> What is needed:
Retype the lines in the entries below exactly as they appear, covering every entry.

***

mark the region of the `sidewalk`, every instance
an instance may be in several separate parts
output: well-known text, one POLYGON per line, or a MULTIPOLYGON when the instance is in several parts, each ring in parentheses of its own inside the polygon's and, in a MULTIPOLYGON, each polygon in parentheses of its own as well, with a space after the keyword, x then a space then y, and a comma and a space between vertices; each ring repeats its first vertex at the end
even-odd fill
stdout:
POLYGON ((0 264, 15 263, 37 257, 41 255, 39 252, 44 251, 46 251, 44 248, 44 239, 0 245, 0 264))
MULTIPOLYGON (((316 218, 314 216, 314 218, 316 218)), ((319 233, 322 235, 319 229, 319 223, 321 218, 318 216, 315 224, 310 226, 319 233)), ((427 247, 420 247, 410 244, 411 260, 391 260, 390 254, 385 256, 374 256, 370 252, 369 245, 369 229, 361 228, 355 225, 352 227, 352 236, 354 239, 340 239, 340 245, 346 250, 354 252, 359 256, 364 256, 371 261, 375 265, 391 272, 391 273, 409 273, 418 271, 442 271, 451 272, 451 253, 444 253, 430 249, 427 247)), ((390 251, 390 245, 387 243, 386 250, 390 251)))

***

> Output below:
mark the region of the `sidewalk`, every instance
an instance may be in several separate parts
output: well-known text, one POLYGON per line, or a MULTIPOLYGON when the instance is in several parts, each ring in parentheses of its own inside the polygon's and, in a MULTIPOLYGON, each polygon in parentheses of its own as well, with a space after the keyword, x then a space then y, and a comma and a space between vertices; each ring repeats its first vertex at the end
even-odd fill
stdout:
POLYGON ((0 264, 15 263, 37 257, 41 255, 39 252, 44 251, 46 251, 44 248, 44 239, 0 245, 0 264))
MULTIPOLYGON (((316 218, 314 216, 314 218, 316 218)), ((319 233, 322 235, 319 229, 319 223, 321 218, 318 216, 315 224, 310 226, 319 233)), ((427 247, 420 247, 410 244, 411 260, 391 260, 390 254, 385 256, 374 256, 370 252, 369 245, 369 229, 361 228, 355 225, 352 227, 352 236, 354 239, 340 239, 340 245, 346 250, 354 252, 359 256, 364 256, 371 261, 375 265, 391 272, 391 273, 409 273, 418 271, 442 271, 451 272, 451 253, 444 253, 430 249, 427 247)), ((390 251, 390 245, 387 243, 386 250, 390 251)))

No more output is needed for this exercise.